Citation : 2025 Latest Caselaw 6240 Ker
Judgement Date : 26 May, 2025

Kerala High Court

Ratheesh vs State Of Kerala on 26 May, 2025

             IN THE HIGH COURT OF KERALA AT ERNAKULAM

                             PRESENT

              THE HONOURABLE MR. JUSTICE GOPINATH P.

       MONDAY, THE 26TH DAY OF MAY 2025 / 5TH JYAISHTA, 1947

                      CRL.A NO. 437 OF 2015

     AGAINST THE JUDGMENT DATED 30.03.2015 IN SC NO.155 OF 2014 OF

             ADDITIONAL SESSIONS JUDGE - I, KALPETTA

APPELLANT/ACCUSED:

          RATHEESH,
          AGED 28 YEARS,
          S/O. SUKUMARAN, ATHIKOTTU VEEDU THOLPETTY, THIRUNELLY
          AMSOM DESOM, MANATHAVADY TALUK, WAYANAD DISTRICT.


          BY ADVS.
          SRI.KRISHNA PRASAD. S
          SRI.NOBEL RAJU
          SRI.B.SIBI




RESPONDENT/RESPONDENT/COMPLAINANT:

          STATE OF KERALA,
          REPRESENTED BY THE PUBLIC PROSECUTOR,
          HIGH COURT OF KERALA, ERNAKULAM, REPRESENTING SUB
          INSPECTOR OF POLICE, THIRUNELLY POLICE STATION,
          WAYANAD.

          BY SMT.MAYA M.N, PUBLIC PROSECUTOR


     THIS CRIMINAL APPEAL HAVING BEEN FINALLY HEARD ON 26.05.2025,
THE COURT ON THE SAME DAY DELIVERED THE FOLLOWING:
 CRL.A NO. 437 OF 2015

                                   2

                                                        2025:KER:36152

                                JUDGMENT

The appellant is the sole accused in S.C.No.155 of 2014 on the

file of the Additional Sessions Judge - I, Kalpetta. The appellant was

charged with the offences punishable under Sections 55(a) and (i) of

the Abkari Act. The Trial Court convicted the appellant for the offence

under Section 55(a) of the Abkari Act and sentenced him to undergo

rigorous imprisonment for a period of one year and to pay fine of

Rs.1,00,000/- and in default to undergo rigorous imprisonment for a

period of three months. The appellant was found not guilty of the

offence punishable under Section 55(i) of the Abkari Act.

* [EXTRACTED INFORMATION]:
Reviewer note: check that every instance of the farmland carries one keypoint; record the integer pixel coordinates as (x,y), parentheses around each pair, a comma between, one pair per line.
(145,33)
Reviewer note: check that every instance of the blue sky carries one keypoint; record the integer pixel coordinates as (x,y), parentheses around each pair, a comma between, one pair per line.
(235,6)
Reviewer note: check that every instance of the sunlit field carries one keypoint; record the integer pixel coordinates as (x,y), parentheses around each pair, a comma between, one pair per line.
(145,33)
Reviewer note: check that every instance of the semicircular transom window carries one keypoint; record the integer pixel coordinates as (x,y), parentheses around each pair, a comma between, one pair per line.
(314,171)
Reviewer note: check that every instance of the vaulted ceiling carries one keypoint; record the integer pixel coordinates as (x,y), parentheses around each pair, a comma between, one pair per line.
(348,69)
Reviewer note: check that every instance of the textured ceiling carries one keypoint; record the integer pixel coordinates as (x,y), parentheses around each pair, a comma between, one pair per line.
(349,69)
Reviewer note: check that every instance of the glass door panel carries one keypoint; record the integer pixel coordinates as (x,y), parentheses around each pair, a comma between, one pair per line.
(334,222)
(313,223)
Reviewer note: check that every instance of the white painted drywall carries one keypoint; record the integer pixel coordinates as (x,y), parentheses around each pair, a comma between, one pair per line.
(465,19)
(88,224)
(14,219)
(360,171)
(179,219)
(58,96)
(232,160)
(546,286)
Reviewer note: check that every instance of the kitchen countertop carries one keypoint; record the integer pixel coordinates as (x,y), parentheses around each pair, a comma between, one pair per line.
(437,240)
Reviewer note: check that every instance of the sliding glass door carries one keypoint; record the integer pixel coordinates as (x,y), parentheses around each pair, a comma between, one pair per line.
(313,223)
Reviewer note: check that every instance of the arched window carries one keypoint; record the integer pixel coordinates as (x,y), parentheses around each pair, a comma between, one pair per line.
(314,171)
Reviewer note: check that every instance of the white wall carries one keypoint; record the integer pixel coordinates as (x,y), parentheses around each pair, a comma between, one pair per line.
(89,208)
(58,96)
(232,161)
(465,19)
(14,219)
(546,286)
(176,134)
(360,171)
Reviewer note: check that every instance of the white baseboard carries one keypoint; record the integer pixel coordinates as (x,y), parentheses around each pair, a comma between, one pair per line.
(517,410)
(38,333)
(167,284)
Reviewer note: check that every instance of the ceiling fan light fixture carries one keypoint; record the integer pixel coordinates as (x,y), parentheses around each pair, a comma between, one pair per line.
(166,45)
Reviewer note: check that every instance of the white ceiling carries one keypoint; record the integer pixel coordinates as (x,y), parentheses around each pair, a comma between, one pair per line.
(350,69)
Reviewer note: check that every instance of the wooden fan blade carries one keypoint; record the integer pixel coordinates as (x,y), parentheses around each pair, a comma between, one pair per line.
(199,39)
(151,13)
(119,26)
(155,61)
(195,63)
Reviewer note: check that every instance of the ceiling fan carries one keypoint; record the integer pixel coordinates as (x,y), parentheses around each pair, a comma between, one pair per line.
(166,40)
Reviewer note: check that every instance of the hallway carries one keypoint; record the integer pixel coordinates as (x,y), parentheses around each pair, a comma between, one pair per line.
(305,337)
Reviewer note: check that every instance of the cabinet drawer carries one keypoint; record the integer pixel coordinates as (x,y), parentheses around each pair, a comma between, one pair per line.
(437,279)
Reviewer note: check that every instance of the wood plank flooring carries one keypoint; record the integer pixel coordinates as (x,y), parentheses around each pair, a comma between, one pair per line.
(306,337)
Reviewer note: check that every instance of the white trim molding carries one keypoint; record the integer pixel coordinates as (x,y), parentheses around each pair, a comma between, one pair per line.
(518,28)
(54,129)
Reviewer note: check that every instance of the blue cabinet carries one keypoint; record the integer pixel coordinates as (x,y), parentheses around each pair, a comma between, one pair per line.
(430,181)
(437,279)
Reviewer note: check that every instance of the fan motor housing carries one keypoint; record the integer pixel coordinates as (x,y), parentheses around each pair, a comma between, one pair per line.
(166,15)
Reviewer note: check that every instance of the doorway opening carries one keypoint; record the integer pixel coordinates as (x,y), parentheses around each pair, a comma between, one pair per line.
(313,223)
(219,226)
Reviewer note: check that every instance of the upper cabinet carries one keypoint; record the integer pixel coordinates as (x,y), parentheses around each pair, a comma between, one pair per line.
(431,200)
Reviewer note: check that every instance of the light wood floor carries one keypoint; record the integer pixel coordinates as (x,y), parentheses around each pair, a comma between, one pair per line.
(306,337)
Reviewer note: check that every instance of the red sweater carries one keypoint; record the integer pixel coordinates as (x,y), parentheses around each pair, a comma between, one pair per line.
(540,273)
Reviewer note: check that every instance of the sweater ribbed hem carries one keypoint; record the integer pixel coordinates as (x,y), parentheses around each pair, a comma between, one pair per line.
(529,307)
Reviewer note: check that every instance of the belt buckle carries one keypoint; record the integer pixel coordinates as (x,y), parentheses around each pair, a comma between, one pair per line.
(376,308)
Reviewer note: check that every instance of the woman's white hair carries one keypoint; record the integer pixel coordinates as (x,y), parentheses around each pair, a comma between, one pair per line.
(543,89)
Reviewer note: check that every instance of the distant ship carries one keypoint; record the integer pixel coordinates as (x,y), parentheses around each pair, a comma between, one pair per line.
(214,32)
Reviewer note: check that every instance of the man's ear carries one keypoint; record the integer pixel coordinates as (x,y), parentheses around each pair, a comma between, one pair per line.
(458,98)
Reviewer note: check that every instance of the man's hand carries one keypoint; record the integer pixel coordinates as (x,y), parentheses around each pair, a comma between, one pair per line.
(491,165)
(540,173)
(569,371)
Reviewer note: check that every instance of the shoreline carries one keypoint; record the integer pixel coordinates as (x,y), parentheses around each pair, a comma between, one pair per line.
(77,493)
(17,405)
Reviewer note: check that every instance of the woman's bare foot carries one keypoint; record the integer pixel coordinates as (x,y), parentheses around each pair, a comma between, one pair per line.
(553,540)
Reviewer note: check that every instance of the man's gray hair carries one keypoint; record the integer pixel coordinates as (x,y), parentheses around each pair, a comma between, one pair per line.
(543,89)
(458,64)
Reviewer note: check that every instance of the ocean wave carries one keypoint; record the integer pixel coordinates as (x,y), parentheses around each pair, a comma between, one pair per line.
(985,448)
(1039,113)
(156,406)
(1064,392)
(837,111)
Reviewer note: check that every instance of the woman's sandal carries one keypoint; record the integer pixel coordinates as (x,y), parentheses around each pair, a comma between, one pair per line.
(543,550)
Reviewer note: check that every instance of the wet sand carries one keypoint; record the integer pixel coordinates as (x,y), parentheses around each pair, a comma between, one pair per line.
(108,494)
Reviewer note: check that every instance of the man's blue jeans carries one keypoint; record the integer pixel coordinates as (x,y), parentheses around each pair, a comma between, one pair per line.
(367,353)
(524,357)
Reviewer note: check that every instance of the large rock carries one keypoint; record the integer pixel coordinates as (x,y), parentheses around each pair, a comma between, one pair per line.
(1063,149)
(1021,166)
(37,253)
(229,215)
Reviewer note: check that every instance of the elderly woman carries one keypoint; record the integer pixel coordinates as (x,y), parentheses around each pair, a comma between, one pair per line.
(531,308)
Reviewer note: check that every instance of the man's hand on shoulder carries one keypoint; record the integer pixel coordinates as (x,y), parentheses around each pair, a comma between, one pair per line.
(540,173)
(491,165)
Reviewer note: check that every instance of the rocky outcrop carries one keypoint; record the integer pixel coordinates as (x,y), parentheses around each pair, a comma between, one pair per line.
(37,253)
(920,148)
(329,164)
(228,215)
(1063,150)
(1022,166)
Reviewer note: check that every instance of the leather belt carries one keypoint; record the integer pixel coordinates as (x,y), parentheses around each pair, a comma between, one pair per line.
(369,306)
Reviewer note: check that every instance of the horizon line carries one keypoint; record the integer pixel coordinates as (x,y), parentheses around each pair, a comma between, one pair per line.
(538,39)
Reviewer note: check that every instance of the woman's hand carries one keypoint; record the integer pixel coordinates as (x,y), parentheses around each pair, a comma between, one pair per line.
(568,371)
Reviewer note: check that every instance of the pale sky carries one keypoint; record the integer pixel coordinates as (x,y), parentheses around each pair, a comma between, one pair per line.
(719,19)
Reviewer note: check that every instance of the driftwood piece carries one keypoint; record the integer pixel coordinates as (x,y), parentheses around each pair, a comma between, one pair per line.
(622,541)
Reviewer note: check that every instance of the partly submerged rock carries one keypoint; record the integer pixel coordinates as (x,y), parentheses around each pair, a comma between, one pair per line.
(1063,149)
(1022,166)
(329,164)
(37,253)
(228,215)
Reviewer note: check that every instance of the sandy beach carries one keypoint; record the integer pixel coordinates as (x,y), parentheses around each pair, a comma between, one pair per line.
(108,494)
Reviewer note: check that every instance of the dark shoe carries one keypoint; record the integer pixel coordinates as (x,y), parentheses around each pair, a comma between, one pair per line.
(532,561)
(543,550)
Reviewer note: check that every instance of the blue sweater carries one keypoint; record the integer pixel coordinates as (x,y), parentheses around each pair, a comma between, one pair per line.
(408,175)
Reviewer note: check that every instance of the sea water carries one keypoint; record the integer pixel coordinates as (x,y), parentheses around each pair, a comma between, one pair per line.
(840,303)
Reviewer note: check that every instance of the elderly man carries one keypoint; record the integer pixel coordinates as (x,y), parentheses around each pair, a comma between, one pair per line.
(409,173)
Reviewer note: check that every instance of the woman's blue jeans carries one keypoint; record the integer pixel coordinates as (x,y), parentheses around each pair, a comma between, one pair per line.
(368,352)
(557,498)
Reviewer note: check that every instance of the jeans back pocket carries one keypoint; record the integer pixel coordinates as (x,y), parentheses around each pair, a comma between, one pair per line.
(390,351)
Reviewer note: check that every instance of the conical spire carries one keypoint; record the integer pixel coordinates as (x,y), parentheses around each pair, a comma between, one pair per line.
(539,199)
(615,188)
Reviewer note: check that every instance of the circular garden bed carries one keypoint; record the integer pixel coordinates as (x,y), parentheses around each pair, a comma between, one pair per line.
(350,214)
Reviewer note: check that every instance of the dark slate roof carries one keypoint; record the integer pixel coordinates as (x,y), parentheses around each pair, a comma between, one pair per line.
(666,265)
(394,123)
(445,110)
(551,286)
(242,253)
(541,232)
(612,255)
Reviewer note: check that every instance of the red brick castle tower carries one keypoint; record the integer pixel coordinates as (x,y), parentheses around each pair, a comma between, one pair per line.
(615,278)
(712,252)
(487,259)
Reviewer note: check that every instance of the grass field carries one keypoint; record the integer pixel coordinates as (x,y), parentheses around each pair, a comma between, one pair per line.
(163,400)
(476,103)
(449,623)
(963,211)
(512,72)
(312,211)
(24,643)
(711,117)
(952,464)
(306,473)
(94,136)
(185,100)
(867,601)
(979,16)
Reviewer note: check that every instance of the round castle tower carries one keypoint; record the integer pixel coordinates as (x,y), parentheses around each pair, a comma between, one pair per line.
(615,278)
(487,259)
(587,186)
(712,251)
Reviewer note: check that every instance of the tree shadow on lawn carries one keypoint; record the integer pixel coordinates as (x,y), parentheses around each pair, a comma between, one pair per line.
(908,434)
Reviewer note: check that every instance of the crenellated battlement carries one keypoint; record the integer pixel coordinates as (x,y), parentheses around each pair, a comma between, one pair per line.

* [WHAT IS BEING ASKED]:
Answer these from the Kerala High Court judgment:
1. Which judge heard the appeal?
2. On what date was the appeal finally heard?
3. What fine did the Trial Court impose on the appellant?

* [REPLY TO THE TASK]:
1. Justice Gopinath P.
2. 26 May 2025.
3. Rs.1,00,000/-.